* **Exercise details**
Please render the entries below as a numbered list, leaving out any blank lines.

-- begin --

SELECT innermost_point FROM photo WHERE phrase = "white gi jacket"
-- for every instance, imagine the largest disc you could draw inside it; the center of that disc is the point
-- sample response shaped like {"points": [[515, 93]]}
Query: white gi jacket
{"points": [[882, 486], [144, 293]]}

-- end --

* **Answer for the task**
1. SELECT innermost_point FROM photo WHERE phrase = "white gi jacket"
2. -- for every instance, imagine the largest disc you could draw inside it; the center of that disc is the point
3. -- sample response shaped like {"points": [[515, 93]]}
4. Query: white gi jacket
5. {"points": [[882, 486], [144, 293]]}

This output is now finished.